Fragmento de origen:
El príncipe

Crítica de Leandro Arteaga - Rosario 12

Barrotes de prisión y sueños afiebrados

La ópera prima de Sebastián Muñoz delinea un melodrama carcelario que interviene simbólicamente en la sociedad de su país.

Además de reconocimientos en el Festival Internacional del Nuevo Cine Latinoamericano de La Habana y el Festival de San Sebastián, El Príncipe fue elegida Mejor película de temática LGBT en el Festival de Venecia. Ópera prima de su director, Sebastián Muñoz Costa del Río, El Príncipe lleva a la pantalla la novela del chileno Mario Cruz, y sitúa su drama carcelario en el Chile de los ’70, con Salvador Allende próximo a ser presidente.

Si se atiende al comienzo y cierre del film, franqueado entre el desborde pasional que lleva a la cárcel al protagonista y el discurso radial de Allende, presto a llevar adelante su proyecto de gobierno, el paréntesis supuesto oficia de manera contenida y desesperada. Porque El Príncipe es una lectura en clave sobre aquel momento, ese umbral que abre los años ’70, pero también puede decirse que es expresión de estos días, con esa misma sociedad sublevada y ocupando las calles. Lecturas que dan vueltas tras ver el film de Sebastián Muñoz, encerrado entre paredes de poca luz y roídas, agua fría y disputas de poder.

A este nido llega Jaime (Juan Carlos Maldonado). El relato lo introduce de modo fragmentado. Lo que está claro es que hubo una muerte. Quién y por qué se sabrá después. No casualmente, el ingreso al penal se produce en compañía del bolero “Ansiedad”, en una espléndida versión interpretada por Gabriel Cañas. El exceso que su letra implica, presumiblemente oída durante el crimen cometido –leitmotiv que acompañará el drama-, tendrá consonancia con otros hechos y músicas que el film depara. Entre ellas, el tango “Pasional”, que el recluso Che Pibe (Gastón Pauls) interpreta entre guitarras y amores masculinos.

Porque El Príncipe es una historia de amor, con un protagonista así bautizado desde el despecho, por parte de quien será desalojado de la cama del Potro (un estupendo Alfredo Castro), ahora ocupada por este “principiante”. En esta celda abarrotada, de cama cucheta y hombres emparejados, habrá de encontrar cómo sobrevivir Jaime. El título que le otorgan predice algo. Porque una vez allí, bajo el ala del Potro, un aura distinta comenzará a brillarle. Como si de a poco entendiera cómo son los mecanismos que allí dentro funcionan y qué hacer para no ser sólo un engranaje más.

Jaime se deja llevar por la situación, encuentra de a poco su lugar, y comienza a hacerlo validar. En el camino habrá instancias decisivas: buscar un corte de pelo determinado, una chaqueta anhelada, una guitarra. El referente es Sandro, el gitano de la película de Emilio Vieyra. Esa alusión al cine no es la única, permite pensar otras, entre ellas el diálogo inevitable con Manuel Puig y El beso de la mujer araña: el cine, la música, posibilidades de un sueño que permita sortear el encierro, con el afecto como llave humana.

Datos disponibles:
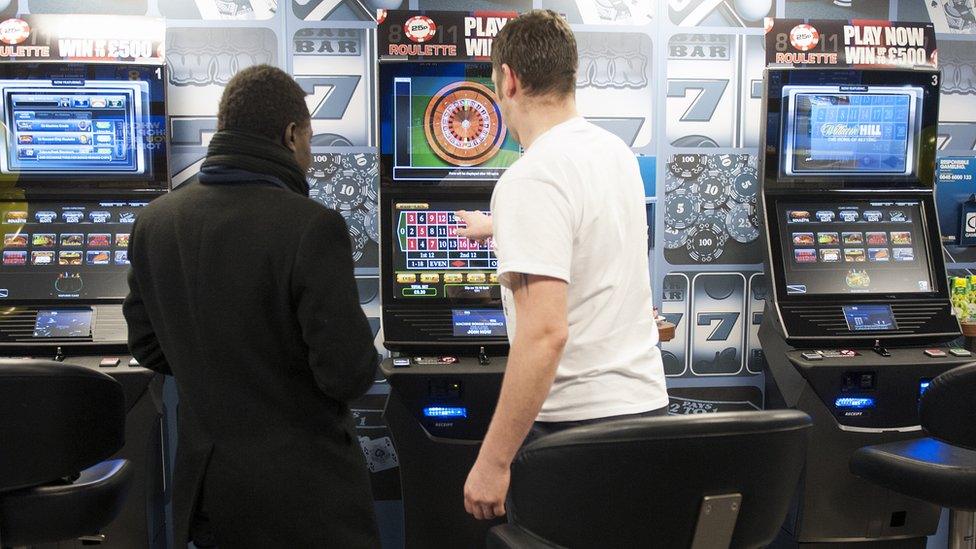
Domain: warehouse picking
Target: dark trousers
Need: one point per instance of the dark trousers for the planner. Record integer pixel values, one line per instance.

Ejercicios por completar:
**1)** Enumera los actores que la reseña de El príncipe nombra entre paréntesis, cada uno con el personaje que interpreta.
**2)** Prosigue la reseña de El príncipe desde su último párrafo.

Resultados por tarea:
**1)**
- Juan Carlos Maldonado: Jaime
- Gastón Pauls: Che Pibe
- Alfredo Castro: el Potro

**2)**
Es por esto que vale tener presente que ese sueño podría también ser el de una patria socialista: amor y política se requieren. Pero esto es ulterior, tal vez inmanente, ya que la película nunca lo declama; lo que elige y le corresponde es acompañar a su personaje en este calvario. Un camino tortuoso pero tal vez luminoso. Una paradoja de correlato con la otra vida que Jaime llevara antes de ingresar allí: surgida entre relatos y/o recuerdos, nunca está muy claro dónde sucede lo que se ve, podrían ser ambas situaciones. Entre estas evocaciones, la figura del gitano surge próxima, respirable, causal de esta fascinación carcelaria. Es la imagen del exceso, lo que está más allá, el ardor imposible que consume a quien se acerca. Jaime, el príncipe, quiere tocar esa llama. Por eso, el crimen. El gitano amado, el cantante, su sonrisa, el personaje de las revistas. Distintas caras de un mismo objeto de adoración.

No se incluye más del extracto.